[start Dataset records]

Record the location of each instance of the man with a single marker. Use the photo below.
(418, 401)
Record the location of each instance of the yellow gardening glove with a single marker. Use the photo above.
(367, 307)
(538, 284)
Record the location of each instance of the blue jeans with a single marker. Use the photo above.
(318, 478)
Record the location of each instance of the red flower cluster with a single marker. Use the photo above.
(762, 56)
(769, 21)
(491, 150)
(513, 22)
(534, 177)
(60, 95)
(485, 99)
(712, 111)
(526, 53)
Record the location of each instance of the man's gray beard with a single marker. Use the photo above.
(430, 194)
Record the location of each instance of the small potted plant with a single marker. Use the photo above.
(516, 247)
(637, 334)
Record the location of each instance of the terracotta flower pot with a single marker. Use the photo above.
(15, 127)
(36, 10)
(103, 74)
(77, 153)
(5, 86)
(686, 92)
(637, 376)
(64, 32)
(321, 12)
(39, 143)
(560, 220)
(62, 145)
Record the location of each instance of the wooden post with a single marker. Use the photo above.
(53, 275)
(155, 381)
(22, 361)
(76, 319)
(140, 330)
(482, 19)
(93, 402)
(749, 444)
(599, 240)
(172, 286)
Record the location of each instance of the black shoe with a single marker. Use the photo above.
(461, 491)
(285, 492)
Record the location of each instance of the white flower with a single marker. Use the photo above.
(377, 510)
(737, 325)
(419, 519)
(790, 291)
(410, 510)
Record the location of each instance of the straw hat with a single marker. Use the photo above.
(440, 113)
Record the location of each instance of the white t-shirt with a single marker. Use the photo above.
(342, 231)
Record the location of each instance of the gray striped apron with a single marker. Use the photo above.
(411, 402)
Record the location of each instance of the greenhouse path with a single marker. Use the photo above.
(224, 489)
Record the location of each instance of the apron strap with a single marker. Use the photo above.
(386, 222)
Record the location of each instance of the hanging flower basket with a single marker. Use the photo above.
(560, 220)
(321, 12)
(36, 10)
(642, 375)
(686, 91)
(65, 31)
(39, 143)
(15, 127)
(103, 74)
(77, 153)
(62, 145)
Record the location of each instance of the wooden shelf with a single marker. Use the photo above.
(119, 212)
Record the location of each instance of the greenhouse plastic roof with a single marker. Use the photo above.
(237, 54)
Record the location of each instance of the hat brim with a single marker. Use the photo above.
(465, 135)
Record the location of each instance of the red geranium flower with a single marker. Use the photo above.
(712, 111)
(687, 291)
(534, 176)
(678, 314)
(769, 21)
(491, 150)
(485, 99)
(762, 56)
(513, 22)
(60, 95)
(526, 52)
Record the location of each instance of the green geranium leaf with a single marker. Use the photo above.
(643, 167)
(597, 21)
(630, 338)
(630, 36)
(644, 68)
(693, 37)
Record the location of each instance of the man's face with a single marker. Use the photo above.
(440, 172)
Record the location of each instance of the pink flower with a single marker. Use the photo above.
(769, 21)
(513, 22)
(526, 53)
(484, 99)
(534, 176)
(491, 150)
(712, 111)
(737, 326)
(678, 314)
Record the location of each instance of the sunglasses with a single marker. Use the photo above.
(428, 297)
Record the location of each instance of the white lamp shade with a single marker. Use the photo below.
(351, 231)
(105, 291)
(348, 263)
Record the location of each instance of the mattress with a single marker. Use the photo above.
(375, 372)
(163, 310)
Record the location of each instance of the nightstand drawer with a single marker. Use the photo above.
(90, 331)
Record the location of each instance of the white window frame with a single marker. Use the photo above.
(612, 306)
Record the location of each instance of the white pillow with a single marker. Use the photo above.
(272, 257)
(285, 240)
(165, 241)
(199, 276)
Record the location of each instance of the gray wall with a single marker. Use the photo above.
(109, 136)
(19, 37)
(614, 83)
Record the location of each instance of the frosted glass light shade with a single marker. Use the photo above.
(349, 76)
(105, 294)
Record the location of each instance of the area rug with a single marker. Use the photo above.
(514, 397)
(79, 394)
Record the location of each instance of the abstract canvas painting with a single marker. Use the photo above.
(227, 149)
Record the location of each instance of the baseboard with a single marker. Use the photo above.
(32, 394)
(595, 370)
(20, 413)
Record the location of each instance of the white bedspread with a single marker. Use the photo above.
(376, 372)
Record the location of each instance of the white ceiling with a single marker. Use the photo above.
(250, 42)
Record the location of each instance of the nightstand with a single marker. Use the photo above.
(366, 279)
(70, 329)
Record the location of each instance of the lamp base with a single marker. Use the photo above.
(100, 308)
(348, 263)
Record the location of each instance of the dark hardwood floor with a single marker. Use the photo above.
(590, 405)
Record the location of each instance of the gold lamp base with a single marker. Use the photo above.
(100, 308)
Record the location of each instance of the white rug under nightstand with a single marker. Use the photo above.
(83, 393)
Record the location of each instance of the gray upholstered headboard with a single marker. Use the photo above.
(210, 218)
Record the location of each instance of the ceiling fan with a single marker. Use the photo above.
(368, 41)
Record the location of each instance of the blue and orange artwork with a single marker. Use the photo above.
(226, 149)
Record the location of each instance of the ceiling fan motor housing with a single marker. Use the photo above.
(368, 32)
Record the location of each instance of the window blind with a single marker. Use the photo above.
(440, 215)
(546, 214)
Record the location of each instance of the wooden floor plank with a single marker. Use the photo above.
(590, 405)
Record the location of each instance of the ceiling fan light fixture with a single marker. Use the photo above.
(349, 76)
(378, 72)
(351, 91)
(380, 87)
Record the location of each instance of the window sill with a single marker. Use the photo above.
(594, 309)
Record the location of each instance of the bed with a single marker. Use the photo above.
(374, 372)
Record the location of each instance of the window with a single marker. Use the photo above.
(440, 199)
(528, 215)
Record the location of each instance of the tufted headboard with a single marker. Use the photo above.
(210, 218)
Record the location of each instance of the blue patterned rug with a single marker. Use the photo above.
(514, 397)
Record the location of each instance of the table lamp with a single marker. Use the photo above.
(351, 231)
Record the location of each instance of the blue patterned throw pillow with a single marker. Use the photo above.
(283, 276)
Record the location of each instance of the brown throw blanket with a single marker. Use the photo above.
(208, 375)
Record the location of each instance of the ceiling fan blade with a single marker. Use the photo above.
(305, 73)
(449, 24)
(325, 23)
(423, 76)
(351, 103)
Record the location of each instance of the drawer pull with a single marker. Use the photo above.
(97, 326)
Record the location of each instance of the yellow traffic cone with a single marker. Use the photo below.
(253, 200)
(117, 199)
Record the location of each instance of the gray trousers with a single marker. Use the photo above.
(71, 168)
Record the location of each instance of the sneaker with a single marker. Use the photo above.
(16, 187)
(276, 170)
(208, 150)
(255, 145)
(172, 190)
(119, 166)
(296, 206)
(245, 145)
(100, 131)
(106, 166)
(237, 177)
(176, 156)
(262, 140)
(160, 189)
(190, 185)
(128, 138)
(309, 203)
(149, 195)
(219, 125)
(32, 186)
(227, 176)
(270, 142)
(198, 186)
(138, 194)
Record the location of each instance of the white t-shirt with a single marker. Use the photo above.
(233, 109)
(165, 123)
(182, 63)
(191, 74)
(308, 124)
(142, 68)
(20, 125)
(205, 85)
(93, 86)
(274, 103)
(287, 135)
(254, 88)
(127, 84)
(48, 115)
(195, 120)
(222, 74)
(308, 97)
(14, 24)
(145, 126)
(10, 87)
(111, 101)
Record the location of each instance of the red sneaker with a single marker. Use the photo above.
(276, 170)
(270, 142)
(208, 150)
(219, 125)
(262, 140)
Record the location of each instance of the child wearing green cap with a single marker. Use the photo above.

[end Dataset records]

Output all of the data again, exactly.

Reply:
Record the location of each instance of the man with a single marker. Use the photo below.
(418, 401)
Record the location of each instance of the yellow gardening glove with a single marker. Use the photo above.
(367, 307)
(538, 284)
Record the location of each instance of the blue jeans with a single marker. Use the photo above.
(318, 478)
Record the location of each instance of the red flower cluster with a single marker. Use the photo above.
(762, 56)
(769, 21)
(491, 150)
(513, 22)
(534, 177)
(60, 95)
(485, 99)
(712, 111)
(526, 53)
Record the location of each instance of the man's gray beard with a single marker. Use the photo above.
(430, 194)
Record the location of each instance of the small potted plant with a single marker. Use the photo above.
(516, 247)
(637, 334)
Record the location of each instance of the terracotta flower pot with a single marker. Use the photo above.
(15, 127)
(36, 10)
(103, 74)
(77, 153)
(5, 86)
(686, 92)
(637, 376)
(64, 32)
(321, 12)
(39, 143)
(560, 220)
(62, 145)
Record the location of each instance of the wooden post with a single marker. Use the photo above.
(53, 275)
(155, 381)
(22, 361)
(76, 319)
(140, 330)
(482, 19)
(93, 402)
(749, 444)
(599, 240)
(172, 286)
Record the location of each instance of the black shoe with a single marker. Use the photo above.
(461, 491)
(285, 492)
Record the location of each instance of the white flower with a single marker. Use the photo above.
(377, 510)
(737, 325)
(419, 519)
(790, 291)
(410, 510)
Record the location of each instance of the straw hat with a single marker. Use the photo above.
(440, 113)
Record the location of each instance of the white t-shirt with a single marker. Use the photo above.
(342, 231)
Record the location of each instance of the gray striped apron with a single marker. Use the photo above.
(411, 402)
Record the location of each instance of the greenhouse path with a single marker. Use the photo above.
(224, 489)
Record the location of each instance of the apron strap with a single marker. Use the photo above.
(386, 222)
Record the location of each instance of the hanging flower basket with a single marker. Use the photo above.
(560, 220)
(321, 12)
(36, 10)
(642, 375)
(686, 91)
(65, 31)
(39, 143)
(15, 127)
(103, 74)
(77, 153)
(62, 145)
Record the location of each instance of the wooden shelf with a single marker. Use the photo above.
(119, 212)
Record the location of each instance of the greenhouse plastic roof with a single marker. Use the photo above.
(237, 54)
Record the location of each instance of the hat brim with a single marker. Use the photo above.
(465, 135)
Record the location of each instance of the red geranium flower with a single marker. Use the photo above.
(712, 111)
(687, 291)
(534, 176)
(678, 314)
(769, 21)
(491, 150)
(485, 99)
(762, 56)
(513, 22)
(60, 95)
(526, 52)
Record the location of each instance of the green geranium leaf with a single marker. Use the photo above.
(643, 167)
(597, 21)
(630, 338)
(630, 36)
(644, 68)
(693, 37)
Record the location of each instance of the man's face with a single marker. Use the photo above.
(440, 172)
Record the location of each instance of the pink flower with a single marker. Use the photo above.
(769, 21)
(513, 22)
(526, 53)
(484, 99)
(534, 176)
(491, 150)
(712, 111)
(737, 326)
(678, 314)
Record the location of each instance of the sunglasses with a single marker. Use the photo above.
(428, 297)
Record the location of each instance of the white lamp shade with a single marker. Use the photo below.
(351, 231)
(105, 291)
(348, 263)
Record the location of each instance of the mattress with a single marker. Use the photo above.
(375, 372)
(163, 310)
Record the location of each instance of the nightstand drawer with a single marker. Use the photo above.
(90, 331)
Record the location of each instance of the white window frame with a single marker. Use the photo above.
(612, 306)
Record the location of each instance of the white pillow with a single marker. Use the photo above.
(272, 257)
(285, 240)
(165, 241)
(199, 276)
Record the location of each instance of the gray wall with a single marker. Use the photo above.
(109, 136)
(19, 37)
(614, 83)
Record the location of each instance of the frosted glass light shade with a single marker. Use the photo above.
(349, 76)
(105, 294)
Record the location of each instance of the area rug with a single marker. Use the photo above.
(514, 397)
(79, 394)
Record the location of each instance of the abstract canvas painting with a single marker. Use the photo above.
(227, 149)
Record the location of each instance of the baseboard with a single marker. Use the photo above.
(32, 394)
(595, 370)
(20, 413)
Record the location of each instance of the white bedspread with a single marker. Use the photo above.
(376, 372)
Record the location of each instance of the white ceiling with a single marker. Use the photo above.
(250, 42)
Record the location of each instance of the nightstand with a single marker. Use the photo above.
(366, 279)
(70, 329)
Record the location of each instance of the lamp base with a single marker. Use the photo above.
(100, 308)
(348, 263)
Record the location of each instance of the dark hardwood floor with a single marker. Use the photo above.
(590, 405)
Record the location of each instance of the gold lamp base with a single marker. Use the photo above.
(100, 308)
Record the location of each instance of the white rug under nightstand with a single marker. Use the photo above.
(83, 393)
Record the location of each instance of the gray upholstered headboard with a single marker. Use the photo above.
(210, 218)
Record the location of each instance of the ceiling fan with a single marker. Use the photo above.
(368, 41)
Record the location of each instance of the blue and orange artwork with a single marker. Use the photo above.
(226, 149)
Record the location of each instance of the ceiling fan motor housing with a single marker. Use the photo above.
(368, 32)
Record the location of each instance of the window blind with a single marker. Use the photo above.
(440, 215)
(546, 214)
Record the location of each instance of the wooden floor plank with a single marker. Use the photo above.
(590, 405)
Record the location of each instance of the ceiling fan light fixture with a single marker. Use the photo above.
(349, 76)
(378, 72)
(351, 91)
(380, 87)
Record the location of each instance of the window sill with a single marker. Use the photo above.
(594, 309)
Record the location of each instance of the bed with a single marker. Use the photo above.
(374, 372)
Record the location of each instance of the window with a single marker. Use the photo above.
(440, 199)
(528, 215)
Record the location of each instance of the tufted headboard with a single marker. Use the photo above.
(210, 218)
Record the location of each instance of the blue patterned rug with a single marker. Use the photo above.
(514, 397)
Record the location of each instance of the table lamp with a single marker. Use the photo above.
(351, 231)
Record the location of each instance of the blue patterned throw pillow with a single marker. Use the photo above.
(283, 276)
Record the location of each instance of the brown throw blanket with a single marker. Use the photo above.
(208, 375)
Record the location of each instance of the ceiling fan blade with a single marker. Use the photo above.
(305, 73)
(449, 24)
(325, 23)
(423, 76)
(351, 103)
Record the location of each instance of the drawer pull with a single marker. Use the photo above.
(97, 326)
Record the location of each instance of the yellow traffic cone with a single marker. Use the photo below.
(253, 200)
(117, 199)
Record the location of each instance of the gray trousers with a single marker. Use the photo above.
(71, 168)
Record the location of each instance of the sneaker with a single marker. Use the photo above.
(16, 187)
(276, 170)
(208, 150)
(255, 145)
(172, 190)
(119, 166)
(296, 206)
(245, 145)
(100, 131)
(106, 166)
(237, 177)
(176, 156)
(262, 140)
(160, 189)
(190, 185)
(128, 138)
(309, 203)
(149, 195)
(219, 125)
(32, 186)
(227, 176)
(270, 142)
(198, 186)
(138, 194)
Record the location of each instance of the white t-shirt with a single marker. Use the photo above.
(233, 109)
(165, 123)
(182, 63)
(191, 74)
(308, 124)
(142, 68)
(20, 125)
(205, 85)
(93, 86)
(274, 103)
(287, 135)
(254, 88)
(127, 84)
(48, 115)
(195, 120)
(222, 74)
(308, 97)
(14, 24)
(145, 126)
(10, 87)
(111, 101)
Record the location of each instance of the red sneaker with a single marker. Use the photo above.
(276, 170)
(270, 142)
(208, 150)
(219, 125)
(262, 140)
Record the location of each instance of the child wearing green cap with a single marker. Use the photo above.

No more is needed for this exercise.